SET EXERCISE: Reproduce the forum thread about choosing a new HDTV word for word, from its title through its last line.
-- START TEXT TO READ --
# Hdtv thoughts??



## Hometheatrguru12 (Apr 1, 2012)

i will be getting a new tv come October and here is what im looking for:

*3D
*full hd
*50-55
*good for movies
*good for games

Ive been looking at a few tv's and was wondering, are plasma's what im looking for?

this is what im aiming for: bestbuy-dot-com/site/LG+-+50%26%2334%3B+Class+-+Plasma+-+1080p+-+600Hz+-+Smart+-+3D+-+HDTV/5272657.p?id=1218628183712&skuId=5272657&st=50%20inch%20lg&cp=1&lp=5

what are yalls thoughts on plasma's?


----------



## wgmontgomery (Jun 9, 2011)

Although technology may have changed, I would not recommend a plasma for video games. I personally love the pq of plasma sets and use one as my "main" HDTV, but they are (?were?) susceptible to burn-in from static images often found in video games. 

The popular consensus is that current plasma sets are not as susceptible to burn-in as older sets, but I can often see the vague outline of menus if left on the screen for very long. It is easy to fix as my set has a scrolling bar setting, but *I* would not use it for video games. FWIW-my plasma is a calibrated Panasonic and is ~2 years old.

I would look for a quality LED set; the upcoming flat panel shoot-out should offer valuable information!


----------



## Gregr (Nov 2, 2010)

Welcome to Home Theater Shack

I have no idea why nobody responded to this post. This has got to be the easiest post to answer. As recently as last month HTS members helped to get the word out on Shoot Out 2012. The event was also sponsored by other members. This was a competition between all TV manufacturers of HDTV, in attempts to identify the Best Picture. 

The displays from Panasonic, samsung, Elite to name a few were mostly all 55". They were plasma, LCD, and LCD/LED and all represented the top of the line or the Co's Flagship models.
-- END TEXT TO READ --
-- START DATASET CONTENT --
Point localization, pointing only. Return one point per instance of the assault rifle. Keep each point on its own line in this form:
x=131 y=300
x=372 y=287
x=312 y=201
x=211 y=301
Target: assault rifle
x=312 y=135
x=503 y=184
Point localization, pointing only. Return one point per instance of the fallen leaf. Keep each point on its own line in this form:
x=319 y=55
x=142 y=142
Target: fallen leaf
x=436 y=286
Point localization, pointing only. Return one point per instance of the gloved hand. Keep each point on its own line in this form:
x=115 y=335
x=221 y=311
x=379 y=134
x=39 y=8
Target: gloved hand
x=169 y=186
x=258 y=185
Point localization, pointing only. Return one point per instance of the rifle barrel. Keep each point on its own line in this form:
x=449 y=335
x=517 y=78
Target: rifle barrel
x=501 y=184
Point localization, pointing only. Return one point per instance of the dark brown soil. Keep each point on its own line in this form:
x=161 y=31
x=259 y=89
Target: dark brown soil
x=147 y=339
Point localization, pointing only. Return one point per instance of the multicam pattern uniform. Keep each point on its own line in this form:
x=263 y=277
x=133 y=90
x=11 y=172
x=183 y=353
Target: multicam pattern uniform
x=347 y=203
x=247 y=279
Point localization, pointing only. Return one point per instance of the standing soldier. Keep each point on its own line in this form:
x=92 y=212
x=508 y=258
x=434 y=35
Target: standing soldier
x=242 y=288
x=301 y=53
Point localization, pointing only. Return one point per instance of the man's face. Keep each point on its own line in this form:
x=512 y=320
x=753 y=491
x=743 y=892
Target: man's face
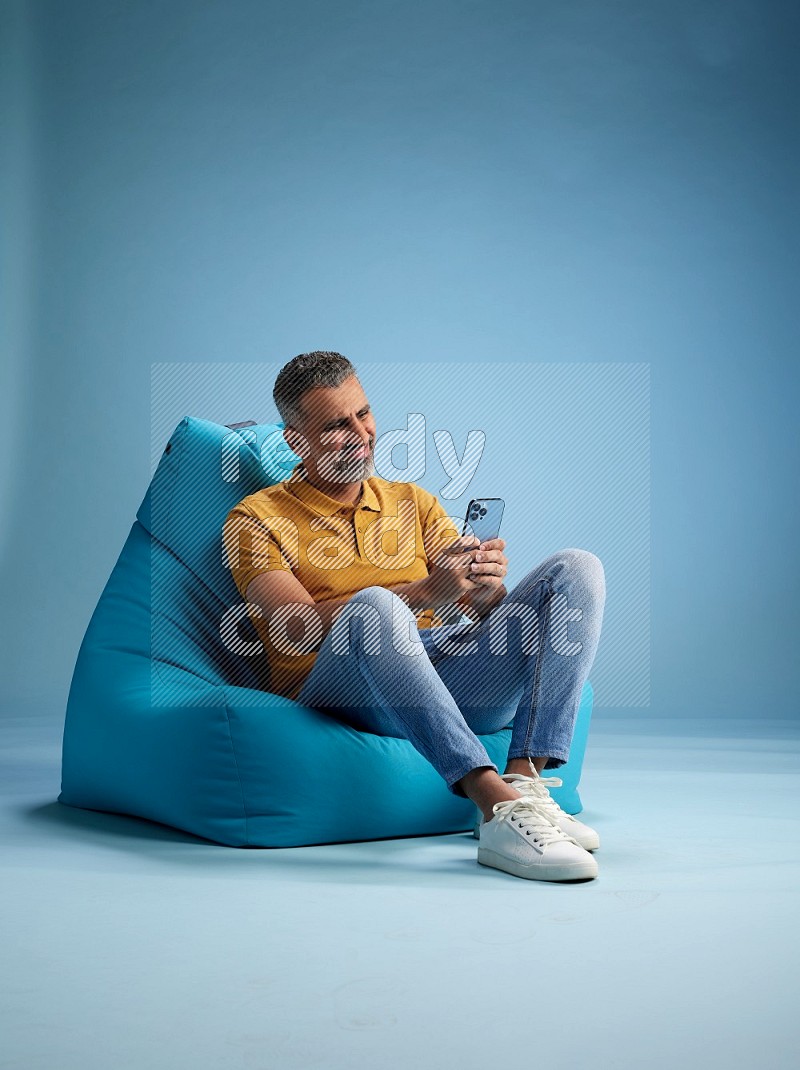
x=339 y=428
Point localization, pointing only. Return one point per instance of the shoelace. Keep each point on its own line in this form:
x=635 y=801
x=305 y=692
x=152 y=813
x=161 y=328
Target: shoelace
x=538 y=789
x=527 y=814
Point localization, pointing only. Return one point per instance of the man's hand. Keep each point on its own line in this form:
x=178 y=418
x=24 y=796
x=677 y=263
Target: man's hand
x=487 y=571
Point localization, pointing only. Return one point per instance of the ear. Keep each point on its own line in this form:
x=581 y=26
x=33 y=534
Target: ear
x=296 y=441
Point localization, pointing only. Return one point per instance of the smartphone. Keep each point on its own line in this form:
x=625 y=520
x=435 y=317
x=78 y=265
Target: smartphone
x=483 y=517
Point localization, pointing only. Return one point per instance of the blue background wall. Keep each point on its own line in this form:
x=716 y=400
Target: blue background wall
-- END DATASET CONTENT --
COMPLETE ANSWER:
# Hdtv thoughts??



## Hometheatrguru12 (Apr 1, 2012)

i will be getting a new tv come October and here is what im looking for:

*3D
*full hd
*50-55
*good for movies
*good for games

Ive been looking at a few tv's and was wondering, are plasma's what im looking for?

this is what im aiming for: bestbuy-dot-com/site/LG+-+50%26%2334%3B+Class+-+Plasma+-+1080p+-+600Hz+-+Smart+-+3D+-+HDTV/5272657.p?id=1218628183712&skuId=5272657&st=50%20inch%20lg&cp=1&lp=5

what are yalls thoughts on plasma's?


----------



## wgmontgomery (Jun 9, 2011)

Although technology may have changed, I would not recommend a plasma for video games. I personally love the pq of plasma sets and use one as my "main" HDTV, but they are (?were?) susceptible to burn-in from static images often found in video games. 

The popular consensus is that current plasma sets are not as susceptible to burn-in as older sets, but I can often see the vague outline of menus if left on the screen for very long. It is easy to fix as my set has a scrolling bar setting, but *I* would not use it for video games. FWIW-my plasma is a calibrated Panasonic and is ~2 years old.

I would look for a quality LED set; the upcoming flat panel shoot-out should offer valuable information!


----------



## Gregr (Nov 2, 2010)

Welcome to Home Theater Shack

I have no idea why nobody responded to this post. This has got to be the easiest post to answer. As recently as last month HTS members helped to get the word out on Shoot Out 2012. The event was also sponsored by other members. This was a competition between all TV manufacturers of HDTV, in attempts to identify the Best Picture. 

The displays from Panasonic, samsung, Elite to name a few were mostly all 55". They were plasma, LCD, and LCD/LED and all represented the top of the line or the Co's Flagship models.